**Document passage:**
The thickness of a neonate’s skin is related to gestational maturity. According to research, the relationship between TcB (Transcutaneous Bilirubin) and TSB is altered by skin maturity. To evaluate the level of bilirubin in a child’s blood without using a needle, transcutaneous bilirubin (TcB) measurement is an option. Figure 4 shows the dependence between μb at 410 nm on gestational maturity of 27 neonates. This may be due to identical skin structure among infants studied as s’ at 460 nm shows little association with gestational maturity. The adsorption and decreased dispersal factors of infants selected in this research were found to be larger and lower, respectively.

Fig. 4.

Optical properties μb vs gestational maturity at $λ = 410 nm$ .

Fig. 5.

Optical properties μc vs gestational maturity at $λ = 410 nm$ .

Figure 5 shows the dependence between $μ c$ at 410 on gestational maturity (gestational + postnatal age) at the sternum of 27 newborns. Figure 6 shows the dependence between μb and at 460 on gestational maturity (gestational + postnatal age) at the sternum of 27 newborns.

**Excerpted records:**
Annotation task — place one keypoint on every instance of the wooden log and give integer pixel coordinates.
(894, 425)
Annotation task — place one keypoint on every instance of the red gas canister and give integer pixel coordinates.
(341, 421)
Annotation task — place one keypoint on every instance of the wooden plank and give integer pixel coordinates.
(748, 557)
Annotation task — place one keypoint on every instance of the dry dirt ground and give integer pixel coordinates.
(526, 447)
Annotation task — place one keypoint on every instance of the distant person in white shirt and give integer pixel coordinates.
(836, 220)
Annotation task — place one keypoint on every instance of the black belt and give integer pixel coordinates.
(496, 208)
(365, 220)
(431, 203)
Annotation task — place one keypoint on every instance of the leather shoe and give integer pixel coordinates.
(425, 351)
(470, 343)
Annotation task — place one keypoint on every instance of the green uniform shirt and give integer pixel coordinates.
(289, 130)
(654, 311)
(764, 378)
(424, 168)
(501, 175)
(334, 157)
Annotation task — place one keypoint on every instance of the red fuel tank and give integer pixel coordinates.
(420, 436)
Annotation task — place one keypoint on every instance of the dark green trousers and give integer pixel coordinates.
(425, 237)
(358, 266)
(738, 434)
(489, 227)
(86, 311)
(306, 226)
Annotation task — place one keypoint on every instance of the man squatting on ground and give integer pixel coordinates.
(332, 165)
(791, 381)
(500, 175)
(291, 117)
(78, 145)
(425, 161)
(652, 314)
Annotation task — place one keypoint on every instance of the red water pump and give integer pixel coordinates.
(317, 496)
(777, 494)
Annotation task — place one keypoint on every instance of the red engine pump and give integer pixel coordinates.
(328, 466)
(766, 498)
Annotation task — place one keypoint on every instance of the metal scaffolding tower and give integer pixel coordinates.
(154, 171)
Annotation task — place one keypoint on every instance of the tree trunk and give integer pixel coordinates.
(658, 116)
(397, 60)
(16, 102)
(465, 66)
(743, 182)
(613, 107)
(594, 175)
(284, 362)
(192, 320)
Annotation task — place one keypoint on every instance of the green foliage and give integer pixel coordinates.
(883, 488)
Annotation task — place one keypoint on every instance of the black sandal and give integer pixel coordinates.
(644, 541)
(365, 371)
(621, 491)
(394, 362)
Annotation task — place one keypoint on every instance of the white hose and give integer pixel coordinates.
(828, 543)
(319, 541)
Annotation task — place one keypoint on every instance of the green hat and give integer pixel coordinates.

**Tasks to perform:**
A. In the passage on neonatal skin and bilirubin, which measurement allows a child's blood bilirubin level to be evaluated without a needle?
B. Pick up the passage on neonatal skin and bilirubin after its last sentence and continue it.
The material is not needed for the work here.

**Results:**
A. Transcutaneous bilirubin (TcB) measurement.

B.
Fig. 6.

Optical properties μb vs gestational maturity at $λ = 460 nm$ .

Fig. 7.

Optical properties μc vs gestational maturity at $λ = 460 nm$ .

Figure 7 shows the dependence between μc and at 460 on gestational maturity of 27 newborns. The total blood bilirubin level dispersion according to gestational maturity. Various factors, including the intensity of light, the distance from the patient of phototherapy, the exposure area, the treatment time, and the quantity of bilirubin in the subject’s body, must be considered to determine the device’s efficiency and effectiveness.

Fig. 8.

Concentration of bilirubin vs voltage reflection absorbance.

This differential method is justified by the fact that bilirubin concentration is correlated with absorption at 455 nm and is represented in Fig. 8. The majority of babies with hyperbilirubinemia had bilirubin levels greater than 14 mg/dL: 25% of hyperbilirubinemia patients had peak TSB levels greater than 24.9 mg/dL, and 50% had peak TSB levels greater than 29.9 mg/dL (Fig. 9). Birth weight and bilirubin levels did not correlate in this group.

Fig. 9.

Peak TSB levels in term and pre-term neonates with neonatal jaundice.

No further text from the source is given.